(EXERCISE DIRECTIONS):
Reproduce every line of the material from the line containing "Target: packed snow path" through the final line, both included, and shift each coordinate in the answers by adding 131 to it.

(SUPPLIED DATA):
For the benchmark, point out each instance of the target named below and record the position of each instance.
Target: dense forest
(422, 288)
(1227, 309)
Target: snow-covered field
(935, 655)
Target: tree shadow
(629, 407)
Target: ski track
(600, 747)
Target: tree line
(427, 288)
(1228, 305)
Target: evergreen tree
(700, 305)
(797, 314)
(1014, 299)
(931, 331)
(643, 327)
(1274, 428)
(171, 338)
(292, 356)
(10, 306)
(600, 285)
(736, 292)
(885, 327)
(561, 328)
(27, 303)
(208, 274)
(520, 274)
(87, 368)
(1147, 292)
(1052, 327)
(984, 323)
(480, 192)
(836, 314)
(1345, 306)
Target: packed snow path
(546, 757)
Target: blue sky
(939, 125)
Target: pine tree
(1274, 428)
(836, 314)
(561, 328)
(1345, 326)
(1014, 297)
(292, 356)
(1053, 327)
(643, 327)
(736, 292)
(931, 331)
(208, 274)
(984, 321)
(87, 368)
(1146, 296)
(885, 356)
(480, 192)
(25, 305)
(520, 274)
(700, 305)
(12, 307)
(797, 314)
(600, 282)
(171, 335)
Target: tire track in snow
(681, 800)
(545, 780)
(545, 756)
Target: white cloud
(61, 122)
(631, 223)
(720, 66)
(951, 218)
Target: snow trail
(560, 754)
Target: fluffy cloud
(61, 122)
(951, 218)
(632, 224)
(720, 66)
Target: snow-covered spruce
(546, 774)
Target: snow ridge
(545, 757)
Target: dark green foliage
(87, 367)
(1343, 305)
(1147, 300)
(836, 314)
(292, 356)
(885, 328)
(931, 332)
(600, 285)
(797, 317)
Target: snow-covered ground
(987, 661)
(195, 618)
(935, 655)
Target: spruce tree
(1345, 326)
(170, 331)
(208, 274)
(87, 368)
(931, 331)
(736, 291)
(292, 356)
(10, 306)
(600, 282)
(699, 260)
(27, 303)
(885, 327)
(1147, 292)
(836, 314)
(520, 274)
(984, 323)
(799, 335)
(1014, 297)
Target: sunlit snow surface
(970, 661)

(PROBLEM SOLUTION):
Target: packed snow path
(677, 888)
Target: blue sky
(1070, 256)
Target: pine tree
(1405, 559)
(967, 445)
(692, 459)
(1476, 457)
(1145, 428)
(423, 487)
(1184, 458)
(774, 458)
(867, 423)
(1062, 462)
(339, 405)
(1115, 452)
(218, 499)
(1277, 427)
(1016, 487)
(611, 323)
(156, 436)
(651, 405)
(831, 436)
(143, 438)
(928, 445)
(731, 413)
(302, 466)
Target: tire track in snow
(812, 931)
(676, 911)
(676, 887)
Target: white cloud
(192, 253)
(762, 354)
(851, 197)
(1082, 349)
Target: snow trail
(691, 885)
Target: fluffy cloud
(192, 253)
(1082, 349)
(763, 355)
(851, 197)
Target: snow-covered spruce
(677, 905)
Target: snow ridge
(676, 888)
Target: dark green foliage
(218, 498)
(1474, 436)
(1278, 431)
(967, 445)
(423, 487)
(1016, 459)
(1062, 463)
(731, 416)
(928, 448)
Target: snow-covered ground
(1118, 792)
(326, 749)
(1066, 786)
Target: spruce tree
(1476, 457)
(301, 462)
(339, 405)
(218, 499)
(1062, 462)
(867, 422)
(423, 487)
(141, 437)
(731, 413)
(830, 391)
(158, 434)
(1016, 458)
(1278, 423)
(967, 445)
(651, 405)
(1115, 454)
(930, 466)
(1145, 428)
Target: sunlit snow surface
(1101, 792)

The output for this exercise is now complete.